• [Stored entries]
# # #
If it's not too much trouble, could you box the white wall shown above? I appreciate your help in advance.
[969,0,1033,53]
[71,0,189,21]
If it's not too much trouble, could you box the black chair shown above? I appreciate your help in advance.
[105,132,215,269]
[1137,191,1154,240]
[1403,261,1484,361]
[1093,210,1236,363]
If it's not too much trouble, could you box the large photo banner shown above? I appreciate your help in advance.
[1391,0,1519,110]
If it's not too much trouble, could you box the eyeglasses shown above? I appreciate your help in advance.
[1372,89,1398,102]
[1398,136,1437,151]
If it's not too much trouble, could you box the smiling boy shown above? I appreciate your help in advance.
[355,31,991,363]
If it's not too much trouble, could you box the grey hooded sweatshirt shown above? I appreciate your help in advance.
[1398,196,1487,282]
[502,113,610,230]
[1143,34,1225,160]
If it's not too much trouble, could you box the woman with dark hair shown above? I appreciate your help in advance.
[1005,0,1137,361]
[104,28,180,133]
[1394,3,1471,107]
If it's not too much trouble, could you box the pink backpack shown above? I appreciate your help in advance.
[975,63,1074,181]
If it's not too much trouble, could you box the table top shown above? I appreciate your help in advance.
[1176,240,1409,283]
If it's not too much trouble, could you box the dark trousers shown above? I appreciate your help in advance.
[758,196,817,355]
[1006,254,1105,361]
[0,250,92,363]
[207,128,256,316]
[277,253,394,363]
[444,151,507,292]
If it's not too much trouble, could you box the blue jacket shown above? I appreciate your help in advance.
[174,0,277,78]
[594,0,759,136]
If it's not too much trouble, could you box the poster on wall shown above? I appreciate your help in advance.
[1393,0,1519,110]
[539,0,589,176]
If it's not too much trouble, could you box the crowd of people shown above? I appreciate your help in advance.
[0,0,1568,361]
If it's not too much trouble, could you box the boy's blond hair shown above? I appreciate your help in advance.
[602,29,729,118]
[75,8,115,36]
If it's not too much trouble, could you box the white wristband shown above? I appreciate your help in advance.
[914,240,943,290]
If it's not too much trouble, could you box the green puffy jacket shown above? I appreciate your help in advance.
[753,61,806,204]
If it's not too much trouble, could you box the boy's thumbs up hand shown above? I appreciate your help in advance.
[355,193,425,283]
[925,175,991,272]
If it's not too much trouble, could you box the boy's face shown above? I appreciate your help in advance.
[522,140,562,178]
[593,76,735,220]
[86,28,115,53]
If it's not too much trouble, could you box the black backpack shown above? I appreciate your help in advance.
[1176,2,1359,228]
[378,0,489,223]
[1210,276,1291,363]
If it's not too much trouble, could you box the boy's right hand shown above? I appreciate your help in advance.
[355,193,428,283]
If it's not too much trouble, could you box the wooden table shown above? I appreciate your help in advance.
# # #
• [Exercise goal]
Copy the entire listing above word for word.

• [Final result]
If it's not too much trouble, could you box the white wall shown above? I appreciate your help in advance.
[969,0,1033,53]
[71,0,189,21]
If it's not too much trouble, could you box the black chair shown above? I appreciate your help in advance.
[105,132,215,269]
[1137,191,1154,240]
[1403,261,1484,361]
[1093,210,1236,363]
If it's not too much trouble, could you box the large photo banner shown above? I appreciate your help in advance.
[1391,0,1519,110]
If it's not too much trouble, could you box the eyeglasses shown above? I appreciate your help in advance.
[1372,89,1398,102]
[1398,136,1437,151]
If it's not too much trouble, could you box the smiling boy shown above? I appreciate your help in advance.
[355,31,991,363]
If it's not too much trouble, could you box the grey hooded sweatshirt shown above? I appreciate your help in advance.
[1398,196,1487,282]
[502,113,610,230]
[1143,34,1225,160]
If it's not too much trouble, could you box the woman with dark hair shown above? I appreciate your help in advance.
[1005,0,1137,361]
[104,28,180,133]
[1394,3,1471,107]
If it's not too much trouble, could you box the pink backpack shown above? I appreciate your help in advance.
[975,63,1074,181]
If it's not too much trouble, could you box the table top shown above? I appreciate your help in advance.
[1176,240,1409,283]
If it's not too much trouble, could you box the dark trousers shown above? I appreciate your help in advance.
[758,196,817,355]
[1006,254,1105,361]
[0,250,92,363]
[207,128,256,316]
[277,253,394,363]
[444,151,507,292]
If it's not too much trouble, could you box the blue jacket shown above? I appreciate your help in advance.
[174,0,277,78]
[594,0,759,136]
If it's not too much trouble, could you box the poster on wall shown above? I appreciate your help in advance.
[1393,0,1519,110]
[539,0,589,176]
If it's not too much trouble, could you box the crowd of people shown above? I appreciate your help in advance.
[0,0,1568,361]
If it's not too much trouble, could you box the boy's blond hair shown above? I appreciate your help in advance.
[602,29,729,118]
[75,8,115,36]
If it's not too much trouble, could you box the white wristband shown above? I appreciate your help in advance.
[914,240,943,290]
If it's not too much trouble, could you box the green puffy jacket shown above? I appreciate your help in advance.
[753,61,806,204]
If it's not too much trouble, could you box the boy's thumbs up hand shown above? I appreciate your help in advance.
[355,193,425,283]
[925,175,991,272]
If it's not too much trouble, could you box the boy's face shown above? I appreciate your help in advance.
[522,140,562,178]
[593,76,735,220]
[86,28,115,53]
If it's not too much trouble, could you box the black backpack shown above? I appreciate your help in advance.
[1176,2,1359,228]
[378,0,489,223]
[1210,276,1291,363]
If it's not too much trouble, could you box the boy's right hand shown above? I appreciate your help in advance.
[355,193,428,283]
If it's not too much trouble, could you box the wooden table shown above? I appreciate your help in advance.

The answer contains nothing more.